--- Excerpted passage Enclosed Below ---

The National Palliative Care Research Center

Curing suffering through palliative care research.

Comer

Amber Comer PhD, JD

Assistant Professor

Indiana University

Grant Year
2019
Grant Term
2 years
Grant Type
Kornfeld Scholars Program

Project Description
Treatment Decisions and Outcomes after Stroke: A Retrospective Study

In 2016, stroke was the 5th leading cause of death and a primary cause of permanent disability in the United States. Stroke mainly impacts older adults, with the risk of stroke more than doubling every 10 years after age 55. Additionally, older adults tend to have more comorbidities and functional impairments which affect prognosis, decreasing the patient’s chance for independence and complicating decision making - especially after severe stroke. After severe stroke, patients, families, and clinicians often face difficult, time-sensitive decisions about whether to continue or forgo life sustaining treatments. High quality medical decisions require physicians to balance and integrate, among other things, quality of life, uncertainty, emotions, individual care preferences, suffering, and patient preferences. In order for stroke patients and caregivers to make these complex treatment decisions, goals of care conversations are paramount. The struggle for clinicians to have conversations about serious news is particularly important for stroke care providers as the need to communicate prognosis and set goals of care to alleviate suffering is both time sensitive and common. Goals of care conversations after stroke are challenging because of the high variability in specific deficits after a stroke and the uncertainty in predicting an individual’s functional recovery. Only a few prior studies have examined medical decisions after stroke. These studies identified multiple communication challenges across all stages of end-of-life stroke care. This study will address these gaps in the literature. Aim 1 seeks to understand how the receipt of goals of care conversations influences decisions about life sustaining care and goals of care, including the use of DNR orders, mechanical ventilation, ICU utilization, hospice referrals, discharge location, mortality, and advance directives/ POLST forms. Aim 2 will identify how neurologists, patients, and families currently understand and communicate about prognosis and treatment decisions after severe stroke.
Bio

Amber Comer, PhD, is a Professor and Scientific Researcher at the Indiana University School of Health and Human Sciences in the Department of Health Sciences. Dr. Comer earned a PhD and JD from Indiana University. Additionally, she completed a Medical Ethics Fellowship at Indiana University Health Fairbanks Center for Medical Ethics. In addition to her appointment in Health Sciences, Dr. Comer is an Associate Professor of Law at Indiana University McKinney School of Law. Dr. Comer’s research focuses on acute stroke treatment, palliative care, and medical ethics.  Her research goal is to reduce suffering at the end-of-life by improving quality medical decision making.

--- End of Enclosed Excerpted passage ---
--- Dataset Enclosed Below ---

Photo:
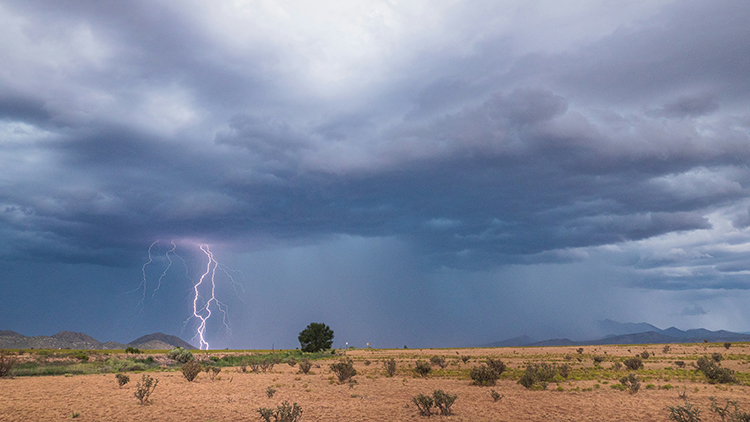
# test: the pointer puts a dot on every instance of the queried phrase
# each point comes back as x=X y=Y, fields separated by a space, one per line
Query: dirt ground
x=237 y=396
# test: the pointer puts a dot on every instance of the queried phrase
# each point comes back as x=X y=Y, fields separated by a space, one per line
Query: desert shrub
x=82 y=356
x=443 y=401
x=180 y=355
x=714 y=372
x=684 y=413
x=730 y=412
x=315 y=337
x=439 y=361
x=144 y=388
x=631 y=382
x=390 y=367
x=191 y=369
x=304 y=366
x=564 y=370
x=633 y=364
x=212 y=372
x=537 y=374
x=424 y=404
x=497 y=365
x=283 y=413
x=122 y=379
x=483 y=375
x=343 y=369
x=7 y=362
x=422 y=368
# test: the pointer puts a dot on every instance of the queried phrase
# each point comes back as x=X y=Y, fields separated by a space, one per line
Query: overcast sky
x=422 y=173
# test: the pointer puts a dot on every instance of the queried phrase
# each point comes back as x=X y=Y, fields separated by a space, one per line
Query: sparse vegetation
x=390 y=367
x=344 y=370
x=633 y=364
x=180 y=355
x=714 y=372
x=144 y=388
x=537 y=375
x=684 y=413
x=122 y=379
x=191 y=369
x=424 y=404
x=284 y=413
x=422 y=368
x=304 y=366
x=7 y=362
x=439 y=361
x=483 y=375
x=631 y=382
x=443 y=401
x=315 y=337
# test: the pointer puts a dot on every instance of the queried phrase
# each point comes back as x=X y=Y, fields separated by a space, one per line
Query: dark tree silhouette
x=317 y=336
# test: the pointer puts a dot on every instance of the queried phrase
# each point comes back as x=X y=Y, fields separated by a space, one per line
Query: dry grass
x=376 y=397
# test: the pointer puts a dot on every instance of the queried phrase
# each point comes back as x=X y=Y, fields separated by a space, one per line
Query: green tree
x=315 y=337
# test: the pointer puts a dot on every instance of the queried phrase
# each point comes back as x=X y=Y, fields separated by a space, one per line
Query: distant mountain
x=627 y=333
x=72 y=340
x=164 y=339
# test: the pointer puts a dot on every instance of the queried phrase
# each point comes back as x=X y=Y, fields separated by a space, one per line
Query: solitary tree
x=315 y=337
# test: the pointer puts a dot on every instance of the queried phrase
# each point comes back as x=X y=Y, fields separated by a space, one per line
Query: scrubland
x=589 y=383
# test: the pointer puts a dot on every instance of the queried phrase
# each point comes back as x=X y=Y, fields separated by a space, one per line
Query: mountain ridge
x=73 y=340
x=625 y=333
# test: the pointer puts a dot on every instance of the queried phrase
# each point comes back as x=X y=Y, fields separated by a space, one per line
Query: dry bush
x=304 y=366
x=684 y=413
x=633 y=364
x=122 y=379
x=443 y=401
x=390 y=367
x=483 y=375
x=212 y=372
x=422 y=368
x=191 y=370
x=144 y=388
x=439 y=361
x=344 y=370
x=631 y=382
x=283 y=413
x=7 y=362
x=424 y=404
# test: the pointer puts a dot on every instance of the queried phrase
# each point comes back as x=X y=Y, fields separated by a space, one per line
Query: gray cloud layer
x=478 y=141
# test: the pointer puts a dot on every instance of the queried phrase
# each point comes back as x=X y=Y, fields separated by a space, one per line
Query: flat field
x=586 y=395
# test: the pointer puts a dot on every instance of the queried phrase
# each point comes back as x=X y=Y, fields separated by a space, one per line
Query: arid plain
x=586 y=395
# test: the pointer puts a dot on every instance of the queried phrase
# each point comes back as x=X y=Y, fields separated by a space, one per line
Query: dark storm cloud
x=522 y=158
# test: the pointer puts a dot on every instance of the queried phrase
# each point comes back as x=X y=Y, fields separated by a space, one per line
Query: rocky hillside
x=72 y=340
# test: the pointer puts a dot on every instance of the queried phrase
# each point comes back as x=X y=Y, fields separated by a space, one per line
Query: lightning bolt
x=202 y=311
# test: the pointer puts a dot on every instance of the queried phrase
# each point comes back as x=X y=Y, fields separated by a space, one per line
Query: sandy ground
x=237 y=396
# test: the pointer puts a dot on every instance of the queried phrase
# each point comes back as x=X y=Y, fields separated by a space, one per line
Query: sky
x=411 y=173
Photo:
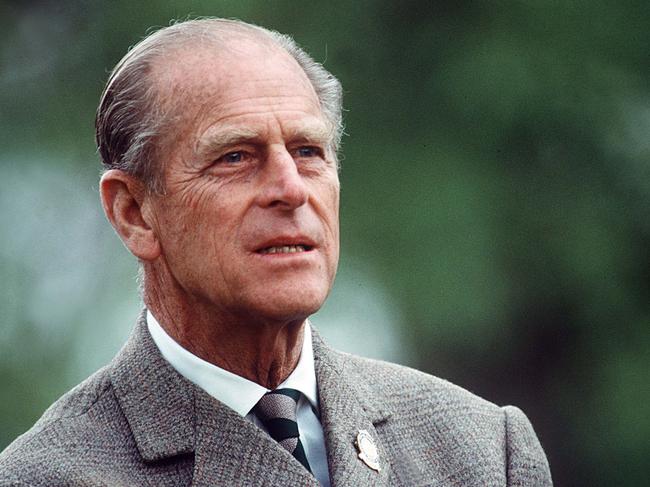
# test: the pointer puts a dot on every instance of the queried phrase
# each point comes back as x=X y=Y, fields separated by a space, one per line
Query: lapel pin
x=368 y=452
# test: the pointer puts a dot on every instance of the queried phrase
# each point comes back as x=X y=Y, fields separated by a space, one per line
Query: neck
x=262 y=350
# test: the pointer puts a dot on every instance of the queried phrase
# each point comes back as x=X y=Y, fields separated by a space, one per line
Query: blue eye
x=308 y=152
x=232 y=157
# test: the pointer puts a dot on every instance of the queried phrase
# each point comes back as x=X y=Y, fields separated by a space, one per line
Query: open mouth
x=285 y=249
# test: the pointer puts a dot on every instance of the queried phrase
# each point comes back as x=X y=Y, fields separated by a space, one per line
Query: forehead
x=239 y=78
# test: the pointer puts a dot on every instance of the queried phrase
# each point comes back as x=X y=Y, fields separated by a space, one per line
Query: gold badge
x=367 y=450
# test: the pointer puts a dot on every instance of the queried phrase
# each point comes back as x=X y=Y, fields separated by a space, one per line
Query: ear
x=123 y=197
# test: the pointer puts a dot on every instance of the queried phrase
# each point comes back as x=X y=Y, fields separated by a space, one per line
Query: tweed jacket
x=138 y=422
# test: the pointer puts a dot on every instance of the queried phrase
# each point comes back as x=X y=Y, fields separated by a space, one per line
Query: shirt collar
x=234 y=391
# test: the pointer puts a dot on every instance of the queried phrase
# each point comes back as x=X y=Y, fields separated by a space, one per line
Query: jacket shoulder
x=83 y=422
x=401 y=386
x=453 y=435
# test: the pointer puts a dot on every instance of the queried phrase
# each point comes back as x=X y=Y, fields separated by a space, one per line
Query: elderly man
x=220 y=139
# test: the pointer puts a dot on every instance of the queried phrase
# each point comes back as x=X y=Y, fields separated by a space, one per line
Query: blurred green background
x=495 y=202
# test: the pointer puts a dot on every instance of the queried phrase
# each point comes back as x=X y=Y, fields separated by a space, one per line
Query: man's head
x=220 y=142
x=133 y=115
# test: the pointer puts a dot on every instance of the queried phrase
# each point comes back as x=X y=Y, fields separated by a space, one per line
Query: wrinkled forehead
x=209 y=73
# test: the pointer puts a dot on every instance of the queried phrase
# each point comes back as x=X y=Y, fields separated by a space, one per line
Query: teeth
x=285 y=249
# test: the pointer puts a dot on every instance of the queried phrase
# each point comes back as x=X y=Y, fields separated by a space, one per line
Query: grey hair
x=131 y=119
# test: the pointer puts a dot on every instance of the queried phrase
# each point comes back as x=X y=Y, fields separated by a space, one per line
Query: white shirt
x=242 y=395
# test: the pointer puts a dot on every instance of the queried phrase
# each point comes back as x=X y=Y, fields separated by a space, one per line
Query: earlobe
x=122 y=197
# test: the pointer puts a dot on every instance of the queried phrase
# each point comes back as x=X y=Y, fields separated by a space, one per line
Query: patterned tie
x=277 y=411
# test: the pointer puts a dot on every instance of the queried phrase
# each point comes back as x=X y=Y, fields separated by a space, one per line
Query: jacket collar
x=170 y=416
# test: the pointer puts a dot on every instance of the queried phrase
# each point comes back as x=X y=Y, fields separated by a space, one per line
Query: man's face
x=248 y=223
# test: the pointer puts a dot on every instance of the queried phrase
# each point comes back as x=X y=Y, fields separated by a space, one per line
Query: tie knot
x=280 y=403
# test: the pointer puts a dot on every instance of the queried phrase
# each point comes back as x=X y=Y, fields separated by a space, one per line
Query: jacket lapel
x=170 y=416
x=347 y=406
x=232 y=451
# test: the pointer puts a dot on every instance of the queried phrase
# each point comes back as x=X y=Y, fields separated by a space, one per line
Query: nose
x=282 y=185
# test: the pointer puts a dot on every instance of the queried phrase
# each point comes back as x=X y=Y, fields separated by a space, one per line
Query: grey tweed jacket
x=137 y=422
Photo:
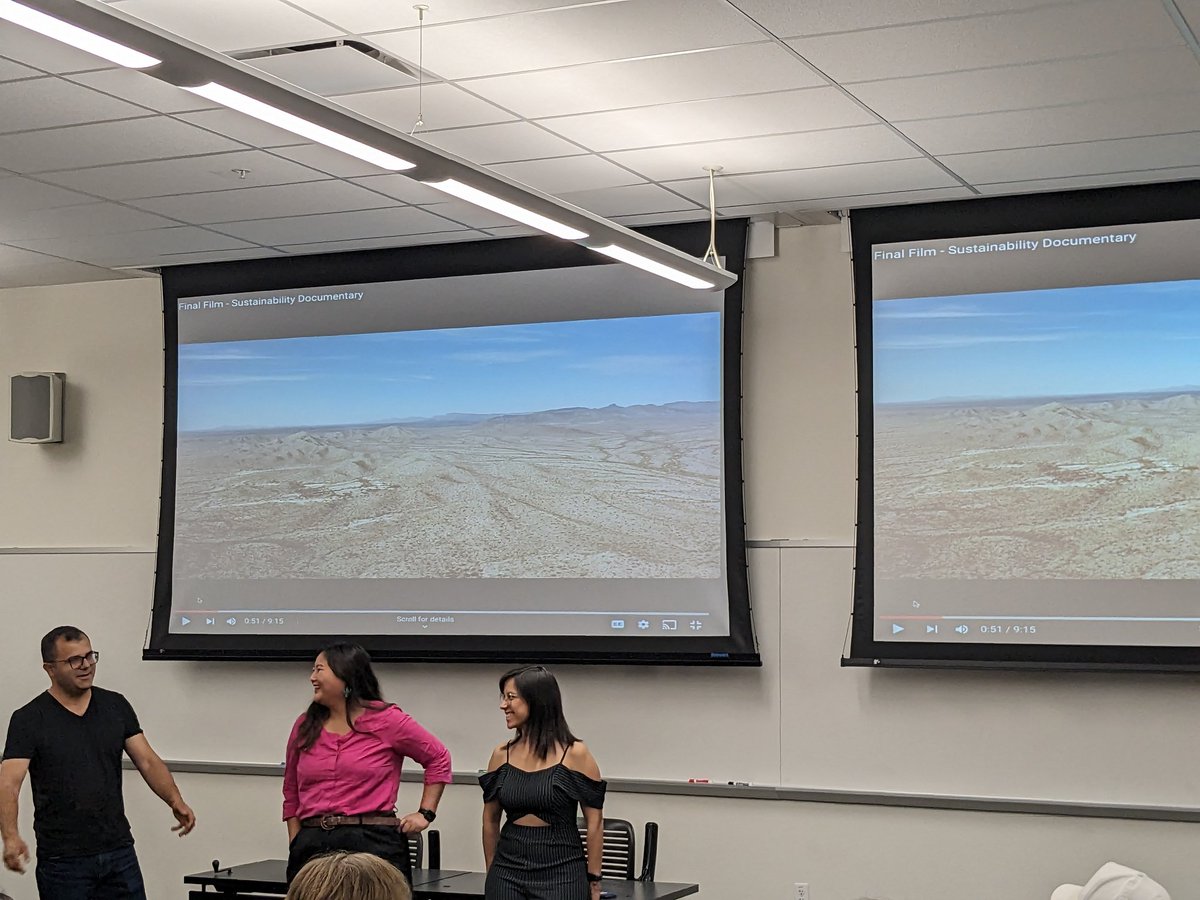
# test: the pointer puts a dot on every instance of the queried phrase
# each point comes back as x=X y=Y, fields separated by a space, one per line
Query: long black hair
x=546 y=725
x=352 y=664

--- End of Enclosed Dataset ---

Work instruction 1
Reproduce the text of the grant profile between "Amber Comer, PhD, is" and "medical decision making.", inclusive.
Work instruction 2
According to the grant profile, what type of grant did Amber Comer receive?
The data have no role in this work.

Answer area 1
Amber Comer, PhD, is a Professor and Scientific Researcher at the Indiana University School of Health and Human Sciences in the Department of Health Sciences. Dr. Comer earned a PhD and JD from Indiana University. Additionally, she completed a Medical Ethics Fellowship at Indiana University Health Fairbanks Center for Medical Ethics. In addition to her appointment in Health Sciences, Dr. Comer is an Associate Professor of Law at Indiana University McKinney School of Law. Dr. Comer’s research focuses on acute stroke treatment, palliative care, and medical ethics.  Her research goal is to reduce suffering at the end-of-life by improving quality medical decision making.

Answer area 2
The Kornfeld Scholars Program